#### TASK
Tell whether each statement agrees with the excerpt on "la mexcla" below, answering yes or no and quoting the deciding words. 1. The Spanish supplied thread to the Maya weavers. 2. Rigoberta Minchú won a Nobel Prize in Literature. 3. The designs given to weavers in different villages were all indigenous in origin.

What’s been most interesting for me, amid all this, has been to recognize the ancient pattern of “la mexcla” (mixing) in this country. For instance: those gorgeous textiles woven by the Maya? The Spanish first assigned them the task of weaving, and supplied their thread; they also gave different designs to weavers in different villages, so they could tell the groups apart—and many of the designs they used were European in origin. (So: what’s authentic? I don’t think it’s possible to say…) The other day, we encountered the ultimate in “mixing”: the cult figure of Maximon (aka St. Simon).

But instead of embracing the mixing, there’s been an long and arduous attempt, on both sides, to preserve (an illusion of?) purity. Even Rigoberta Minchú, who won a Nobel Peace Prize for the work she did for indigenous rights, said in her autobiography that “White men are like their bread, they are not wholesome. The blood of our most noble ancestors was mixed with the blood of white men. They are a mixture just like their food.” And in one of the stories by Arturio Arias, an Inquisitor appears who is “a mix of Spanish and Indian which he himself could scarcely endure. The two bad smells. The two envies…the Inquisitor purified himself completely….”

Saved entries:
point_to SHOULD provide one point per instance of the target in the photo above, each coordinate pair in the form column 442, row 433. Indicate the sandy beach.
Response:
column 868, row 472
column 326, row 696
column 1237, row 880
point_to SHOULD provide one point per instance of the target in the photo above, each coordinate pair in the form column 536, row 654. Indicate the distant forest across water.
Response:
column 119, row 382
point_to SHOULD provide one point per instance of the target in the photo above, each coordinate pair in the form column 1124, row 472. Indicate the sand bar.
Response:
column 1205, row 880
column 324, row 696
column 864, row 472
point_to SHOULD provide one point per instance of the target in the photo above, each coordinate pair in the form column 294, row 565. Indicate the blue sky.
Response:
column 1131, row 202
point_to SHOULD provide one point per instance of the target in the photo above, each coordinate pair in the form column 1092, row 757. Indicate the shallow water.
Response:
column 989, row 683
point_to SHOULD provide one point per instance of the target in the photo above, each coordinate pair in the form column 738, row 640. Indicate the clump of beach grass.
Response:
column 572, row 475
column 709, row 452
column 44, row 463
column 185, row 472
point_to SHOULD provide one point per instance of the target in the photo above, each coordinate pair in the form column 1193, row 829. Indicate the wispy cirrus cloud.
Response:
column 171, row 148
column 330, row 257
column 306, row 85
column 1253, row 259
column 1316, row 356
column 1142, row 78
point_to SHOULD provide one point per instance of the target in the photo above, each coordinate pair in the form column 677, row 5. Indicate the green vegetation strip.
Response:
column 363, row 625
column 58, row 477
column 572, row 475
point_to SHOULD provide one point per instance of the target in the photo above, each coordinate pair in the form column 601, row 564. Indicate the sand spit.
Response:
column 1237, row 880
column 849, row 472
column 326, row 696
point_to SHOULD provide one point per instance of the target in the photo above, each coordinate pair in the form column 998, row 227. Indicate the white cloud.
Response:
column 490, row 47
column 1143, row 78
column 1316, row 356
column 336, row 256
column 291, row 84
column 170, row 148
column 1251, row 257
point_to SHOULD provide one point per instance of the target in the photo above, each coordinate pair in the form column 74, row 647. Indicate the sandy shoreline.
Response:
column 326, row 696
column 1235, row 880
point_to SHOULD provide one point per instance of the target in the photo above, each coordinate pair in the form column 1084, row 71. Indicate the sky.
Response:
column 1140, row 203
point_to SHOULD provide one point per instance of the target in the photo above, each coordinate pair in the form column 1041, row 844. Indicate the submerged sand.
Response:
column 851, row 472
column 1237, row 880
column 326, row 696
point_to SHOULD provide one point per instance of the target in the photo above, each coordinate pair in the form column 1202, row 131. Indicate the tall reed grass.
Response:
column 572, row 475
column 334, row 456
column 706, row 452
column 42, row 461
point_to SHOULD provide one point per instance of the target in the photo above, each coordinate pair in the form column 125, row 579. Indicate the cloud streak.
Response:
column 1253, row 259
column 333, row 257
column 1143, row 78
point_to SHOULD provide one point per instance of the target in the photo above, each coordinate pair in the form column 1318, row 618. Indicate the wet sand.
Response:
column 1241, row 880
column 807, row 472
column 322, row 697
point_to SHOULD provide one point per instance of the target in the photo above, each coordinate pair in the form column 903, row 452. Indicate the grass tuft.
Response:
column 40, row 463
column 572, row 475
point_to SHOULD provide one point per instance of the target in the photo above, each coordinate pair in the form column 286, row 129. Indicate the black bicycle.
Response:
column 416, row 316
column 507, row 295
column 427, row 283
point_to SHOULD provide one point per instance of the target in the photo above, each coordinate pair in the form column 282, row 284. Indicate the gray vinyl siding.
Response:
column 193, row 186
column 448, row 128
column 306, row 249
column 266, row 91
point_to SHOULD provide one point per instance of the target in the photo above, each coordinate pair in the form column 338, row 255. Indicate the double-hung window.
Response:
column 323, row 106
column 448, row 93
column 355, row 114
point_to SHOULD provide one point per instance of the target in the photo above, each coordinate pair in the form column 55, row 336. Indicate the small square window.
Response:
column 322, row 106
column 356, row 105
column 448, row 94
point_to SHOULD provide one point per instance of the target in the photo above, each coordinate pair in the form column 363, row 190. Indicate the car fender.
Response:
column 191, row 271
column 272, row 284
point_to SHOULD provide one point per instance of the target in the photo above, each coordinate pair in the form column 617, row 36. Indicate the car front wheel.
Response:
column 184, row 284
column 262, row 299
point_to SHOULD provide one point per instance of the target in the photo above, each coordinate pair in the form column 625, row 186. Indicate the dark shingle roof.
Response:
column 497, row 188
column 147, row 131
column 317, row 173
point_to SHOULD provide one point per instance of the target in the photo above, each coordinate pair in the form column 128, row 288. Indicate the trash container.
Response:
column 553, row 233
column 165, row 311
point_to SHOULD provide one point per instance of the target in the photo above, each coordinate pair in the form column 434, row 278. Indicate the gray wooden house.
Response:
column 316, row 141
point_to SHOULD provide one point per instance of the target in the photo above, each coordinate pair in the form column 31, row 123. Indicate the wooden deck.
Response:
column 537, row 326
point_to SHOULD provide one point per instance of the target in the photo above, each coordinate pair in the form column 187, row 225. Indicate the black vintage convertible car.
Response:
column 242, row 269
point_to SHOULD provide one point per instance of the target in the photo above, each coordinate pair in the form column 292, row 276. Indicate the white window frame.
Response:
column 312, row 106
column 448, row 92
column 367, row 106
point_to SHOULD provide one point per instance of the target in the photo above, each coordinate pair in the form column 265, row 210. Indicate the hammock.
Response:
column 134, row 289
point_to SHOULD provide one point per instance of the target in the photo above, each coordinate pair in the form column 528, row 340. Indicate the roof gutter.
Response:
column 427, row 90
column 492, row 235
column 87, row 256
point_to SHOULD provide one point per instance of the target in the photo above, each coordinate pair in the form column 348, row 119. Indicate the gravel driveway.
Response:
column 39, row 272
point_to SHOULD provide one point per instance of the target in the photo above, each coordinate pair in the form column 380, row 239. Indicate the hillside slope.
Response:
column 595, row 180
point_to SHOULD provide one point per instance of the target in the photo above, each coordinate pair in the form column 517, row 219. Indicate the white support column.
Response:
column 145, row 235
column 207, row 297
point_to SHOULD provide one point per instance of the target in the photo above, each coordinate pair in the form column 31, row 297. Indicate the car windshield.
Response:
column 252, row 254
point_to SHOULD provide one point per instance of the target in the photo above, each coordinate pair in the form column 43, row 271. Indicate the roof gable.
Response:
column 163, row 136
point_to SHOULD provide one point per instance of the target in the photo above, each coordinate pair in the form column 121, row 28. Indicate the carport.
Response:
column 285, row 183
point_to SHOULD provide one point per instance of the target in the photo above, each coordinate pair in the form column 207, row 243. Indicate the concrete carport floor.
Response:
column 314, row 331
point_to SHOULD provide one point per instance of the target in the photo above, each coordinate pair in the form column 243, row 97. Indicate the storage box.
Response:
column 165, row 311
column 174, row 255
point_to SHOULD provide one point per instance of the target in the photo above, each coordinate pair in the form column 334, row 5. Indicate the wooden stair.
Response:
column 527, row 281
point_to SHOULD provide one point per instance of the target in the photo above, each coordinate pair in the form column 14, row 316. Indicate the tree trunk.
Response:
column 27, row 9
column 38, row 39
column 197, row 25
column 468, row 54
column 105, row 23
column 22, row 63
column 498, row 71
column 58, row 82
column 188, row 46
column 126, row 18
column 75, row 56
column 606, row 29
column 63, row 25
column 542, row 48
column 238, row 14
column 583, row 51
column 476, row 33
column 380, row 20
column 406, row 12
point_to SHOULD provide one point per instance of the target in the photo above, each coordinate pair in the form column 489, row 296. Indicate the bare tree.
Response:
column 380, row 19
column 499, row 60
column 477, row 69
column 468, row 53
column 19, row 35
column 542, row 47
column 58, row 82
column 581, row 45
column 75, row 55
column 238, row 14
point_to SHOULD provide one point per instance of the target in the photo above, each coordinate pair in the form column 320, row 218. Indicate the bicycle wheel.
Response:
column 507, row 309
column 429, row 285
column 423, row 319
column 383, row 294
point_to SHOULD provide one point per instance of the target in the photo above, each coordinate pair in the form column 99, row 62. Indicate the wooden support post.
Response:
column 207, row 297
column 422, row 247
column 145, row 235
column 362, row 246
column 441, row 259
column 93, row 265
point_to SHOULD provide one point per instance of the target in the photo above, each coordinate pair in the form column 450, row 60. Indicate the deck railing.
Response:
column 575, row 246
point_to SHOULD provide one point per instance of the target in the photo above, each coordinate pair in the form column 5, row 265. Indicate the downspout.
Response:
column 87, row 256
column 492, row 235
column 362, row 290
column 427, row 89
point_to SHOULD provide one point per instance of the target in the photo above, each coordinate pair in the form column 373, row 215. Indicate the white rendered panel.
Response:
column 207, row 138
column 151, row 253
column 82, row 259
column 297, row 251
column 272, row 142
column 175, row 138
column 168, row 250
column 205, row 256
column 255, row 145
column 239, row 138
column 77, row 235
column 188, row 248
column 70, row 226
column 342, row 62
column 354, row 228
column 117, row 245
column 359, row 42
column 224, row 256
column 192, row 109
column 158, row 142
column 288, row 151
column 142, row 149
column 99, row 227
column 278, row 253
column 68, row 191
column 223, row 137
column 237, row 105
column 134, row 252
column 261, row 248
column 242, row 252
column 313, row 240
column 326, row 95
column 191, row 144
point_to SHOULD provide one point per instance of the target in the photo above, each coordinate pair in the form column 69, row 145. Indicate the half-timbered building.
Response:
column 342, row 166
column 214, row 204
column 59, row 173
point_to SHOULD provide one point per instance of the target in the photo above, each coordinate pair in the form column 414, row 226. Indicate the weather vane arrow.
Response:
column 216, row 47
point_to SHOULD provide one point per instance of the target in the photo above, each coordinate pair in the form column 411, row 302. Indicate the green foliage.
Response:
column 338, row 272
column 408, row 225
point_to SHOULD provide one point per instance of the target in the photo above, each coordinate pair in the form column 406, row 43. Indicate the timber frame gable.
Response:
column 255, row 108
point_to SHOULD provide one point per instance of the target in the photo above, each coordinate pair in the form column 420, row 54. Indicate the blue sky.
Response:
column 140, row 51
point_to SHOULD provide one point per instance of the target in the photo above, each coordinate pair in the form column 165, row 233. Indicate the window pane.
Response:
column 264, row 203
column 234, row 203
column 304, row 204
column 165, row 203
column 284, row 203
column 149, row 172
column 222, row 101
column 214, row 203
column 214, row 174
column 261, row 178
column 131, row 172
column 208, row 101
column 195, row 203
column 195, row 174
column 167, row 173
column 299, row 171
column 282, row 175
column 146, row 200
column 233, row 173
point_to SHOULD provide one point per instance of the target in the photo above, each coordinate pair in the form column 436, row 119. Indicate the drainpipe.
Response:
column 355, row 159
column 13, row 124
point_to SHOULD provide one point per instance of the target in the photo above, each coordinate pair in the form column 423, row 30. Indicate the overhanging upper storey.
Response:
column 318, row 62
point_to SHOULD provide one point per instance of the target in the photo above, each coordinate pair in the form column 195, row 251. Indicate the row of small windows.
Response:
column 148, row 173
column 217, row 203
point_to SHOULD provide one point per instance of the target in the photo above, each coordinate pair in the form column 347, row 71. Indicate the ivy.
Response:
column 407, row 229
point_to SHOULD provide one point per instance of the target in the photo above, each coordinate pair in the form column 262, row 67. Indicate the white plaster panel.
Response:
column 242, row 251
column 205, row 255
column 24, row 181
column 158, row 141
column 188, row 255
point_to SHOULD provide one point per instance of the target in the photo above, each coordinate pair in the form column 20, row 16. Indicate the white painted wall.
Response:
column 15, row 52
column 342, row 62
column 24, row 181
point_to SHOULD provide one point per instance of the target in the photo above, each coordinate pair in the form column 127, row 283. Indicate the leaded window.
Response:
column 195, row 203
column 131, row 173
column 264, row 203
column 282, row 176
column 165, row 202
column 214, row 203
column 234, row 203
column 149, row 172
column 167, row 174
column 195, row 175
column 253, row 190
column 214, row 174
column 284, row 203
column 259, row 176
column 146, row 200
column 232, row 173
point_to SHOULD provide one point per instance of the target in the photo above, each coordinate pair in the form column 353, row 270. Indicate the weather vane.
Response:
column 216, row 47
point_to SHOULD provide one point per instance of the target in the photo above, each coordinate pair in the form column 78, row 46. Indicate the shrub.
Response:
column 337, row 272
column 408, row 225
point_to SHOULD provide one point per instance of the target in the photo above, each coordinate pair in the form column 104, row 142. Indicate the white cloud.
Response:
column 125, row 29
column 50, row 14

#### SOLUTION FOR THIS TASK
1. Yes: "The Spanish first assigned them the task of weaving, and supplied their thread"
2. No: "won a Nobel Peace Prize for the work she did for indigenous rights"
3. No: "many of the designs they used were European in origin"